[cfe-commits] [PATCH] Support for universal character names in identifiers

Thu Nov 15 20:30:17 PST 2012

On Thu, Nov 15, 2012 at 7:17 PM, Eli Friedman <eli.friedman at gmail.com> wrote:
> Patch attached.  Adds support universal character names in identifiers, e.g.:
>
> char * \u00FC = "u-umlaut";
>
> Not that it's particularly useful, but it's a longstanding hole in our
> C99 support.
>
> The general outline of the approach is that the spelling of the
> identifier token contains the UCN, but the IdentifierInfo for the
> identifier token contains pure UTF-8.  I think this is reasonable
> given the C phases of translation, and consistent with the way we
> handle UCNs in other contexts.

This seems like a good approach to me.

> I'm intentionally leaving out most of the support for universal
> character names in user-defined literals, to try and reduce the size
> of the patch.

Index: include/clang/Lex/Lexer.h
===================================================================

--- include/clang/Lex/Lexer.h	(revision 168014)
+++ include/clang/Lex/Lexer.h	(working copy)
@@ -573,6 +573,10 @@
   void cutOffLexing() { BufferPtr = BufferEnd; }

   bool isHexaLiteral(const char *Start, const LangOptions &LangOpts);
+
+  bool isUCNAfterSlash(const char *CurPtr, unsigned Size, unsigned SizeTmp[5]);
+  void ConsumeUCNAfterSlash(const char *&CurPtr, unsigned SizeTmp[5],
+                            Token &Result);

These [5]s should be [9]s. Also, how about wrapping the unsigned[9] in
a struct so it doesn't have to be repeated in so many places, or at
least passing it by reference so we'll get a compile error if the
caller's array is the wrong size?

Index: include/clang/Lex/Token.h
===================================================================
--- include/clang/Lex/Token.h	(revision 168014)
+++ include/clang/Lex/Token.h	(working copy)
@@ -74,9 +74,10 @@
     StartOfLine   = 0x01,  // At start of line or only after whitespace.
     LeadingSpace  = 0x02,  // Whitespace exists before this token.
     DisableExpand = 0x04,  // This identifier may never be macro expanded.

● ● ●

__WHAT IS EXPECTED__:
Answer these questions about the patch review above:
1. What is the spelling of the identifier in the code sample that illustrates the patch?
2. In what form does the IdentifierInfo for the identifier token hold the identifier?
3. What should the [5]s in Lexer.h be changed to?

● ● ●

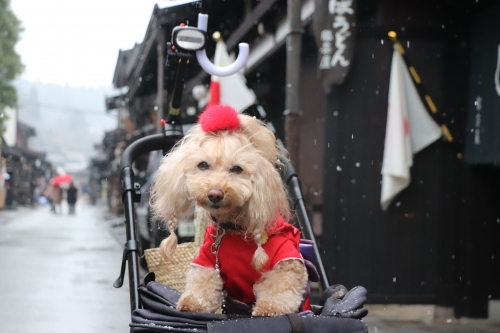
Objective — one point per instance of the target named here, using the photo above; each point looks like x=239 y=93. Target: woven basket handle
x=201 y=221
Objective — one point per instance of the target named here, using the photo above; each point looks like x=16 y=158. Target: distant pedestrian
x=71 y=197
x=48 y=194
x=56 y=197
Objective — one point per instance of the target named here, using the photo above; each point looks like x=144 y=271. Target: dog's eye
x=203 y=166
x=236 y=169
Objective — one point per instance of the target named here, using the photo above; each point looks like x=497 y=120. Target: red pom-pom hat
x=219 y=117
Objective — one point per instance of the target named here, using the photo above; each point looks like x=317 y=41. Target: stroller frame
x=173 y=132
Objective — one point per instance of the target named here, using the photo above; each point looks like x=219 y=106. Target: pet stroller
x=153 y=305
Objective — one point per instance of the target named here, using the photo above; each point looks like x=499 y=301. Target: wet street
x=57 y=273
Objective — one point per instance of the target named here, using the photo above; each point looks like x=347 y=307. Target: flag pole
x=421 y=89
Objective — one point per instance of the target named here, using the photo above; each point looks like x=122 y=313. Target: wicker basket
x=173 y=273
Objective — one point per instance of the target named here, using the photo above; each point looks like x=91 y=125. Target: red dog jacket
x=236 y=253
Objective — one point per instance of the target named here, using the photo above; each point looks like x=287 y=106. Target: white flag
x=229 y=90
x=409 y=129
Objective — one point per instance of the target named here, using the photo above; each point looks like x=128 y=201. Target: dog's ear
x=261 y=137
x=169 y=200
x=268 y=199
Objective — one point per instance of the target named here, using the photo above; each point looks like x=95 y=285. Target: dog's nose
x=215 y=195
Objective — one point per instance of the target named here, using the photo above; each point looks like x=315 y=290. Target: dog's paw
x=269 y=309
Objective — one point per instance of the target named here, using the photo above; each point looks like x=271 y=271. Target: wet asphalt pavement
x=57 y=271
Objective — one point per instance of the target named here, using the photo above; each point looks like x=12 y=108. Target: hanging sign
x=334 y=31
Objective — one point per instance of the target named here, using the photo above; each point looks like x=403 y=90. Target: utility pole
x=160 y=47
x=293 y=57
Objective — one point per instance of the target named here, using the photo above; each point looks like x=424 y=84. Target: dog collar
x=226 y=225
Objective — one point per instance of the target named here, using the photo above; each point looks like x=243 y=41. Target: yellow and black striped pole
x=421 y=89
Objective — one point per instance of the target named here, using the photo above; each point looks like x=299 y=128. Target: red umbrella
x=61 y=179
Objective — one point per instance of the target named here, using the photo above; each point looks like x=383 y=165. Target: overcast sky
x=77 y=42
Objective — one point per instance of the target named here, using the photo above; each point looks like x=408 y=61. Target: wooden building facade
x=438 y=243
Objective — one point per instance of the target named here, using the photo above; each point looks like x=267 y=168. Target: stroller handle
x=141 y=146
x=130 y=192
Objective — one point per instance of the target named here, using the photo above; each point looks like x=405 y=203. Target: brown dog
x=227 y=165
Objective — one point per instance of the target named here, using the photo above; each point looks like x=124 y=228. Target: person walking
x=56 y=197
x=71 y=196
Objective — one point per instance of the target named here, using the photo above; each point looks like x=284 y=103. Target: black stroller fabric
x=159 y=314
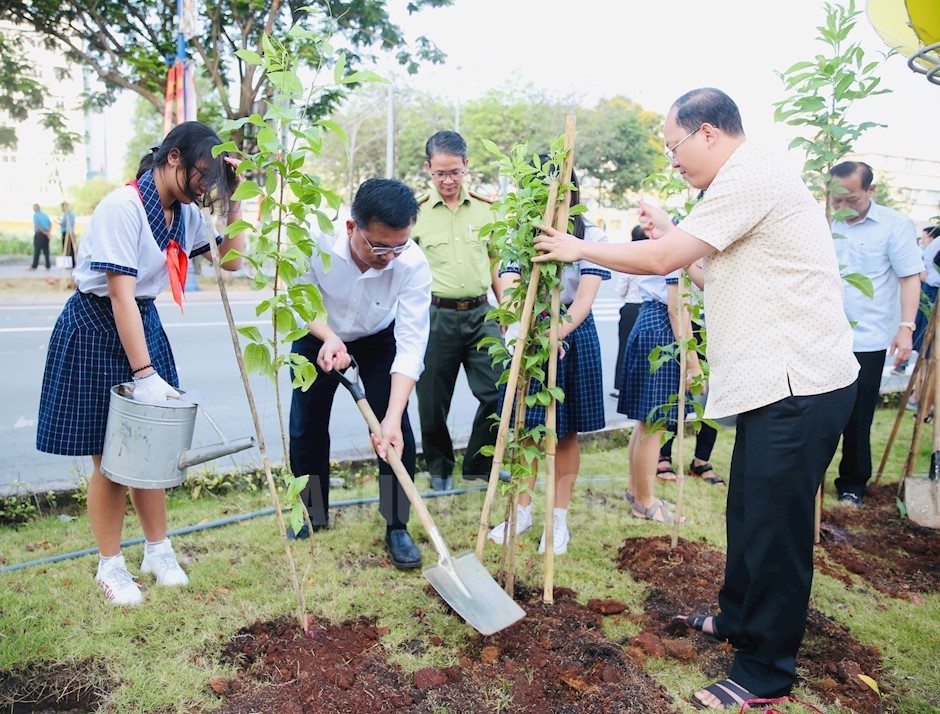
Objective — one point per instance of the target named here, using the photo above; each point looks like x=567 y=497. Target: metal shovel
x=922 y=495
x=461 y=581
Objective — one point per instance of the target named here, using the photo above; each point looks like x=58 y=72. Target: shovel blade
x=922 y=498
x=473 y=593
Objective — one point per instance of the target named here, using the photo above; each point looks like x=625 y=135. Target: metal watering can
x=149 y=445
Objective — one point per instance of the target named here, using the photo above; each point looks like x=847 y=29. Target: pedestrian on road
x=881 y=244
x=110 y=333
x=42 y=225
x=579 y=376
x=760 y=231
x=376 y=293
x=448 y=231
x=67 y=227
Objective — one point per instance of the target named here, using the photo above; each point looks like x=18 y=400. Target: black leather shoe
x=402 y=549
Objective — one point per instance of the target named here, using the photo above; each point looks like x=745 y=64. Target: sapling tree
x=294 y=208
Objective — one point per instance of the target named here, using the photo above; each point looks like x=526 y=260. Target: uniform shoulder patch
x=480 y=197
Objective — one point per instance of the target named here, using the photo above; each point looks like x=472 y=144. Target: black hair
x=578 y=225
x=708 y=105
x=850 y=168
x=195 y=140
x=446 y=142
x=386 y=201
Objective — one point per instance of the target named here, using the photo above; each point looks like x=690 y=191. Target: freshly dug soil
x=687 y=579
x=877 y=547
x=555 y=660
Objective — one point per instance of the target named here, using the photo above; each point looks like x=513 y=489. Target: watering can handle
x=349 y=378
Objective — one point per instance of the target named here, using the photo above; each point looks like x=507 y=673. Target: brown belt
x=458 y=304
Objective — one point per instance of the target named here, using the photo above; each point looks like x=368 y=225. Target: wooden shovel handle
x=401 y=473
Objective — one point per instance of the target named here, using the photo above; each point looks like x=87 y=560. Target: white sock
x=159 y=545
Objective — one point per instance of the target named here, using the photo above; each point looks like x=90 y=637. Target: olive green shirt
x=459 y=257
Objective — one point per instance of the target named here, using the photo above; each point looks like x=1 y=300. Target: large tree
x=127 y=43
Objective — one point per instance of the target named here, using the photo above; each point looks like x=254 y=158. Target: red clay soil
x=877 y=547
x=687 y=579
x=555 y=660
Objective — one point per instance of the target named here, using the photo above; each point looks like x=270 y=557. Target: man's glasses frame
x=384 y=249
x=671 y=153
x=454 y=175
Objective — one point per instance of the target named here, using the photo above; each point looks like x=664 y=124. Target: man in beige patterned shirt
x=780 y=351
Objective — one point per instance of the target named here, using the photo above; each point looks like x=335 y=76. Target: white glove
x=152 y=389
x=510 y=337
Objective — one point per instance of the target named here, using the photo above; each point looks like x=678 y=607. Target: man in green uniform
x=448 y=230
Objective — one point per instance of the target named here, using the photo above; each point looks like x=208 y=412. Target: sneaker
x=117 y=583
x=161 y=561
x=561 y=536
x=850 y=499
x=524 y=523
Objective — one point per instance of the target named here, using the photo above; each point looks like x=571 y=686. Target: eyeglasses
x=454 y=175
x=671 y=153
x=384 y=249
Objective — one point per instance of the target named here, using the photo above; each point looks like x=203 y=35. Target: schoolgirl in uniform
x=644 y=395
x=109 y=332
x=579 y=375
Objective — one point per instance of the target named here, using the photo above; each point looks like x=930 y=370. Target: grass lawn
x=160 y=657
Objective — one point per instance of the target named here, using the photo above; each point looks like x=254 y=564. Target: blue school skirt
x=85 y=359
x=643 y=396
x=579 y=375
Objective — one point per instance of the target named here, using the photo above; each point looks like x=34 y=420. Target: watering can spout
x=191 y=457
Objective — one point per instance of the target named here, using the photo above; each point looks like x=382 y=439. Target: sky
x=652 y=52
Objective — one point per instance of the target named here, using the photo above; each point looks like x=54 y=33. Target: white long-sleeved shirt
x=359 y=304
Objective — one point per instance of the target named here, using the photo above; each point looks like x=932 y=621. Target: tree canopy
x=128 y=45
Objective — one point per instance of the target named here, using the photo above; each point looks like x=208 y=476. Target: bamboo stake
x=918 y=372
x=259 y=431
x=680 y=416
x=525 y=322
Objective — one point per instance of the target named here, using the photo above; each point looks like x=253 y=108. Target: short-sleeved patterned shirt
x=773 y=295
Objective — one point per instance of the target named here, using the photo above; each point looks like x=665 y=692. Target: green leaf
x=246 y=189
x=251 y=332
x=249 y=57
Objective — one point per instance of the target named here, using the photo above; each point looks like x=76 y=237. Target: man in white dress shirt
x=881 y=244
x=377 y=295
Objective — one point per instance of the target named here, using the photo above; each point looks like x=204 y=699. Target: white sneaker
x=161 y=561
x=117 y=583
x=561 y=536
x=523 y=523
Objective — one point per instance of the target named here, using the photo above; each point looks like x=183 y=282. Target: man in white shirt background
x=377 y=295
x=881 y=244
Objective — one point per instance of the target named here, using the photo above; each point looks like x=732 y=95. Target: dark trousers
x=781 y=452
x=40 y=245
x=704 y=442
x=855 y=467
x=629 y=311
x=453 y=342
x=310 y=426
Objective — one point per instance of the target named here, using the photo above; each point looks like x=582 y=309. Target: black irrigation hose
x=245 y=517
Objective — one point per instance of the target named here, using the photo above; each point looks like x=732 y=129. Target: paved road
x=206 y=364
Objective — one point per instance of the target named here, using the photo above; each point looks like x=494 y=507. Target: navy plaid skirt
x=643 y=395
x=579 y=375
x=85 y=359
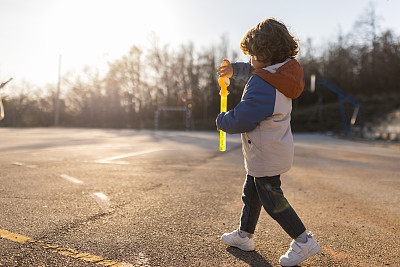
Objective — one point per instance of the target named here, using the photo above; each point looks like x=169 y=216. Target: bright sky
x=92 y=32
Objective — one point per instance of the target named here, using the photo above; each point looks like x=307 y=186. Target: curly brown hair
x=270 y=41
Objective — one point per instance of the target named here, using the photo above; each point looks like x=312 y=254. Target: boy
x=263 y=119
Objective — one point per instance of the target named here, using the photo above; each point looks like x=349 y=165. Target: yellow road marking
x=60 y=250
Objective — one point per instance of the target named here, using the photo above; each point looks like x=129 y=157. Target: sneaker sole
x=236 y=246
x=314 y=251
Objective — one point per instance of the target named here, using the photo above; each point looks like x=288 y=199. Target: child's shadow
x=252 y=258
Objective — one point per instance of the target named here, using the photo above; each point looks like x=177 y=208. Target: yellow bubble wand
x=223 y=83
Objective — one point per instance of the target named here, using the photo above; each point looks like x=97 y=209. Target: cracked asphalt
x=90 y=197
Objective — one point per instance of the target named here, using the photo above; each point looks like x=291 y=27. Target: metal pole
x=57 y=100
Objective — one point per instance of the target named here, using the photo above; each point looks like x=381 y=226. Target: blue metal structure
x=342 y=96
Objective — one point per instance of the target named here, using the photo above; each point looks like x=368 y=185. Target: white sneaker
x=298 y=252
x=235 y=240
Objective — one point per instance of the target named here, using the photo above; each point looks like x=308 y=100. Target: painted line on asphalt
x=60 y=250
x=110 y=159
x=24 y=165
x=71 y=179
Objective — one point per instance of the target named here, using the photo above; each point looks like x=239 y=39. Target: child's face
x=257 y=64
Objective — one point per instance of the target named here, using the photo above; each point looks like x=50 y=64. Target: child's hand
x=225 y=70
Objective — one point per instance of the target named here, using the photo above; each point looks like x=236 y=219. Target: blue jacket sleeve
x=258 y=102
x=242 y=71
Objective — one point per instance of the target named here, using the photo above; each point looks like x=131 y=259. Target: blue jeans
x=267 y=192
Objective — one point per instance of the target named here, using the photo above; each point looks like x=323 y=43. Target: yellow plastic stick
x=223 y=83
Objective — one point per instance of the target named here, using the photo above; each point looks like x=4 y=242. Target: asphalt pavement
x=92 y=197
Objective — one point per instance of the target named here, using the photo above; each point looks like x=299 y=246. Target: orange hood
x=288 y=78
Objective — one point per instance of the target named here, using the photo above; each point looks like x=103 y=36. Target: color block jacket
x=263 y=116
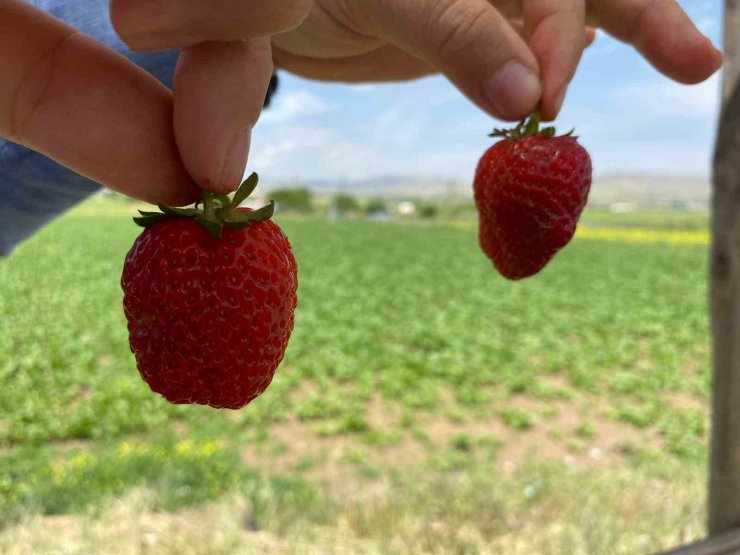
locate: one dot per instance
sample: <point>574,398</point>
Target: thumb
<point>471,43</point>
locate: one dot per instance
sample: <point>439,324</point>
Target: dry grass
<point>547,509</point>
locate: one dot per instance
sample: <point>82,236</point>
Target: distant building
<point>406,208</point>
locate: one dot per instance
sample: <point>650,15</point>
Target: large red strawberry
<point>209,294</point>
<point>530,189</point>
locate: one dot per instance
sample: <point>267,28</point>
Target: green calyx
<point>214,211</point>
<point>528,127</point>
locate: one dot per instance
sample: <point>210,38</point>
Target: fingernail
<point>235,162</point>
<point>514,91</point>
<point>719,57</point>
<point>559,99</point>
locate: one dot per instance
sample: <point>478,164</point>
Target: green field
<point>424,405</point>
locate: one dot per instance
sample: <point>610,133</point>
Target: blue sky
<point>629,117</point>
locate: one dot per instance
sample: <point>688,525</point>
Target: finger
<point>663,33</point>
<point>219,92</point>
<point>72,99</point>
<point>387,63</point>
<point>471,43</point>
<point>590,35</point>
<point>161,24</point>
<point>557,39</point>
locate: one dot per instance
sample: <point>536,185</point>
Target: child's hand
<point>75,100</point>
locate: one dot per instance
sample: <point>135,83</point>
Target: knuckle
<point>458,25</point>
<point>34,85</point>
<point>282,16</point>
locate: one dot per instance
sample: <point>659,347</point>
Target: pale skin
<point>84,105</point>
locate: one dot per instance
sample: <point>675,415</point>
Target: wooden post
<point>724,481</point>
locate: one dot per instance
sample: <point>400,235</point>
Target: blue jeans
<point>34,189</point>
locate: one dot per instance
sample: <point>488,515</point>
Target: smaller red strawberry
<point>210,295</point>
<point>530,189</point>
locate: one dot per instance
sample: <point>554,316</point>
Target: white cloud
<point>665,98</point>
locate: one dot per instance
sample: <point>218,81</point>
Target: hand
<point>73,99</point>
<point>507,56</point>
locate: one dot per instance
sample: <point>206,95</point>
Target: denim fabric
<point>34,189</point>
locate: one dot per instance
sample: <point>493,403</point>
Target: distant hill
<point>625,191</point>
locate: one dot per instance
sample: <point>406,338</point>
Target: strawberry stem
<point>217,211</point>
<point>528,127</point>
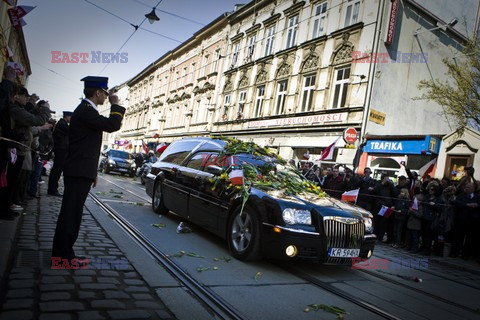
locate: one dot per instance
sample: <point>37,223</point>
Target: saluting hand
<point>113,98</point>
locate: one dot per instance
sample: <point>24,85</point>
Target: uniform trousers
<point>56,172</point>
<point>70,217</point>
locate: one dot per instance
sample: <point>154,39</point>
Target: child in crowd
<point>401,207</point>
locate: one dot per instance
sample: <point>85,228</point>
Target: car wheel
<point>157,199</point>
<point>244,234</point>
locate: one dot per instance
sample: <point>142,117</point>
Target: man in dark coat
<point>80,171</point>
<point>467,223</point>
<point>60,148</point>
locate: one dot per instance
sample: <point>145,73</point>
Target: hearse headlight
<point>296,216</point>
<point>368,225</point>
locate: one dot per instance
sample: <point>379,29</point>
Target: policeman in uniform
<point>80,171</point>
<point>60,148</point>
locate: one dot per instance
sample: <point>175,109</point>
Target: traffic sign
<point>350,135</point>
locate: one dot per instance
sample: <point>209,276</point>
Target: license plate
<point>343,253</point>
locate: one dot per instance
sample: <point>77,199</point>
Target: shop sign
<point>350,135</point>
<point>377,117</point>
<point>426,146</point>
<point>310,120</point>
<point>392,21</point>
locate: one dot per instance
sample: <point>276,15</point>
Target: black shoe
<point>8,216</point>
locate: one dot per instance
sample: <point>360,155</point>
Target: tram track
<point>187,280</point>
<point>442,276</point>
<point>157,254</point>
<point>214,303</point>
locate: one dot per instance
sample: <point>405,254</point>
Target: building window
<point>351,17</point>
<point>184,76</point>
<point>342,77</point>
<point>269,41</point>
<point>226,105</point>
<point>251,48</point>
<point>241,101</point>
<point>203,71</point>
<point>319,19</point>
<point>235,52</point>
<point>215,62</point>
<point>308,90</point>
<point>259,101</point>
<point>292,31</point>
<point>281,95</point>
<point>192,73</point>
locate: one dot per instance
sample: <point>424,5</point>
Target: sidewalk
<point>30,289</point>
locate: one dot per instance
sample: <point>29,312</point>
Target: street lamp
<point>152,16</point>
<point>444,27</point>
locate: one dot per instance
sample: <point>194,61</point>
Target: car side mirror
<point>215,170</point>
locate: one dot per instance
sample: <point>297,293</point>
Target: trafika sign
<point>350,135</point>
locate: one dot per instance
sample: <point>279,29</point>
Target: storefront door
<point>455,166</point>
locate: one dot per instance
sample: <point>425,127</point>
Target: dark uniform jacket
<point>85,138</point>
<point>60,136</point>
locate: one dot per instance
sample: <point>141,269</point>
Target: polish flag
<point>145,147</point>
<point>385,211</point>
<point>415,204</point>
<point>327,154</point>
<point>426,169</point>
<point>161,147</point>
<point>236,177</point>
<point>17,13</point>
<point>350,196</point>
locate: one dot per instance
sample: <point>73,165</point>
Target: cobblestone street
<point>101,291</point>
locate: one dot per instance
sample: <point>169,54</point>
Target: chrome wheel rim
<point>157,196</point>
<point>241,231</point>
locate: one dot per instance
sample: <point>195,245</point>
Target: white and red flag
<point>144,147</point>
<point>385,211</point>
<point>327,153</point>
<point>415,204</point>
<point>426,169</point>
<point>161,147</point>
<point>236,177</point>
<point>350,196</point>
<point>17,13</point>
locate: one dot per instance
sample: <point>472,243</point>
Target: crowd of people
<point>26,143</point>
<point>429,215</point>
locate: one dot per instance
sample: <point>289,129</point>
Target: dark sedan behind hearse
<point>272,224</point>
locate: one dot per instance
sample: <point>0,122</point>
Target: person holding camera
<point>16,121</point>
<point>60,148</point>
<point>80,171</point>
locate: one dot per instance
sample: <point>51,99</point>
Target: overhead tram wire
<point>136,27</point>
<point>170,13</point>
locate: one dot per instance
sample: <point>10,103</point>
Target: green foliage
<point>460,93</point>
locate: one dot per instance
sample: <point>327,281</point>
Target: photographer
<point>16,123</point>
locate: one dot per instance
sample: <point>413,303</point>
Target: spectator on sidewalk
<point>402,204</point>
<point>80,171</point>
<point>385,196</point>
<point>366,185</point>
<point>432,210</point>
<point>60,149</point>
<point>467,216</point>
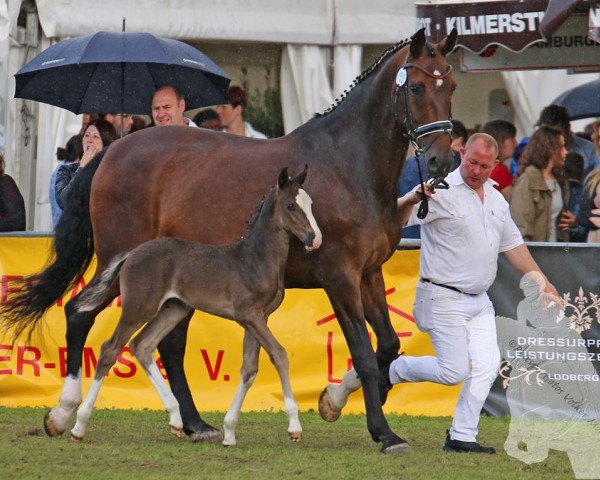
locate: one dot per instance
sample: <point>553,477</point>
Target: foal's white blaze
<point>305,202</point>
<point>440,81</point>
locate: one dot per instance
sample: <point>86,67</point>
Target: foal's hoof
<point>327,410</point>
<point>397,448</point>
<point>207,436</point>
<point>50,426</point>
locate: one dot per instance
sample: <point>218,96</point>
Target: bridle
<point>414,133</point>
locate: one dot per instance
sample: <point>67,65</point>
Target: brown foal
<point>242,281</point>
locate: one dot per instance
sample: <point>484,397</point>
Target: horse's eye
<point>417,89</point>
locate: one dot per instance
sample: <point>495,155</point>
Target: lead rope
<point>414,133</point>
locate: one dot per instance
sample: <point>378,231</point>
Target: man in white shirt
<point>232,114</point>
<point>168,106</point>
<point>465,229</point>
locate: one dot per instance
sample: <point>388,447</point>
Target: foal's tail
<point>72,252</point>
<point>96,294</point>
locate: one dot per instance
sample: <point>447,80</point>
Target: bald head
<point>478,160</point>
<point>168,106</point>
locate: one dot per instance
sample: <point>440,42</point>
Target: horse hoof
<point>398,448</point>
<point>178,432</point>
<point>208,436</point>
<point>50,427</point>
<point>328,412</point>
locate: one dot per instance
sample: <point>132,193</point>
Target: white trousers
<point>463,333</point>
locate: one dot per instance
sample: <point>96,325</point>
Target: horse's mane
<point>254,217</point>
<point>365,74</point>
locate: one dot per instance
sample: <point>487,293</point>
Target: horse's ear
<point>284,178</point>
<point>417,42</point>
<point>302,176</point>
<point>448,43</point>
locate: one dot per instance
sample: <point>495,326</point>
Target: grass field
<point>124,444</point>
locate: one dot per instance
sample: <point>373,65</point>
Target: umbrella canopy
<point>118,72</point>
<point>582,101</point>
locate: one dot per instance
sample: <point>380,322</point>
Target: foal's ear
<point>448,43</point>
<point>284,178</point>
<point>417,42</point>
<point>301,176</point>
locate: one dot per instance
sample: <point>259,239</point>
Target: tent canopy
<point>314,22</point>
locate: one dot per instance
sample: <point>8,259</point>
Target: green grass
<point>127,444</point>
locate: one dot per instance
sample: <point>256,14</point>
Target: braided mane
<point>365,74</point>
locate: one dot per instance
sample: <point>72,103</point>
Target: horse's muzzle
<point>313,241</point>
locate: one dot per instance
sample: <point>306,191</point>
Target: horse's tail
<point>72,252</point>
<point>96,294</point>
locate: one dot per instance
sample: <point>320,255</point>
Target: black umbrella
<point>582,101</point>
<point>118,73</point>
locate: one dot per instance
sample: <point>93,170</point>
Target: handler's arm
<point>522,261</point>
<point>407,202</point>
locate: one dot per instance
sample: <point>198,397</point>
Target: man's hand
<point>567,220</point>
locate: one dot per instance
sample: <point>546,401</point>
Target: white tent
<point>320,46</point>
<point>321,39</point>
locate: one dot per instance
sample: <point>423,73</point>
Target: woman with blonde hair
<point>541,193</point>
<point>12,206</point>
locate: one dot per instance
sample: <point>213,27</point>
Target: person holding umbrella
<point>97,135</point>
<point>168,105</point>
<point>122,123</point>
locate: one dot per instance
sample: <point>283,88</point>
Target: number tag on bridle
<point>401,77</point>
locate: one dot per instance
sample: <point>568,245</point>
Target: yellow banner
<point>32,374</point>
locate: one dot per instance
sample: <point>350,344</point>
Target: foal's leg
<point>108,356</point>
<point>257,325</point>
<point>58,418</point>
<point>172,352</point>
<point>143,345</point>
<point>247,374</point>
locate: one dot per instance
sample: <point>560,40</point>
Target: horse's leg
<point>108,356</point>
<point>257,326</point>
<point>143,345</point>
<point>334,397</point>
<point>345,298</point>
<point>172,352</point>
<point>248,374</point>
<point>58,418</point>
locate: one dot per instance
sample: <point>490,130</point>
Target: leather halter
<point>414,133</point>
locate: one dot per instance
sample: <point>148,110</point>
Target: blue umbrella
<point>118,72</point>
<point>582,101</point>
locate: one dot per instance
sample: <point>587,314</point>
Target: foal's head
<point>294,206</point>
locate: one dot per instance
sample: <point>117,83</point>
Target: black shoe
<point>460,446</point>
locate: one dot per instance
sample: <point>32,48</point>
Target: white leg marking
<point>165,394</point>
<point>305,203</point>
<point>439,82</point>
<point>85,411</point>
<point>70,398</point>
<point>233,414</point>
<point>338,394</point>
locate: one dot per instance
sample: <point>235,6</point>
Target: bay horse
<point>242,281</point>
<point>194,184</point>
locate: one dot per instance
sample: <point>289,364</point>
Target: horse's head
<point>422,93</point>
<point>295,207</point>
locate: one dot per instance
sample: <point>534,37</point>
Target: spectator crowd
<point>551,179</point>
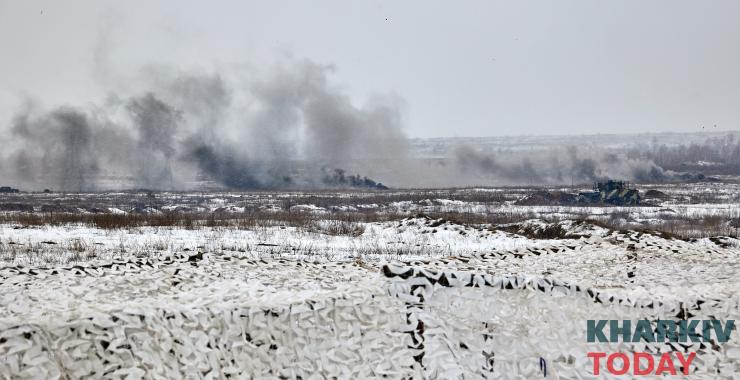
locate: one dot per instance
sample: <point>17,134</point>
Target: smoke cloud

● ● ●

__WRITTEN SOLUTION__:
1. \u00FC
2. Pure UTF-8
3. [9]s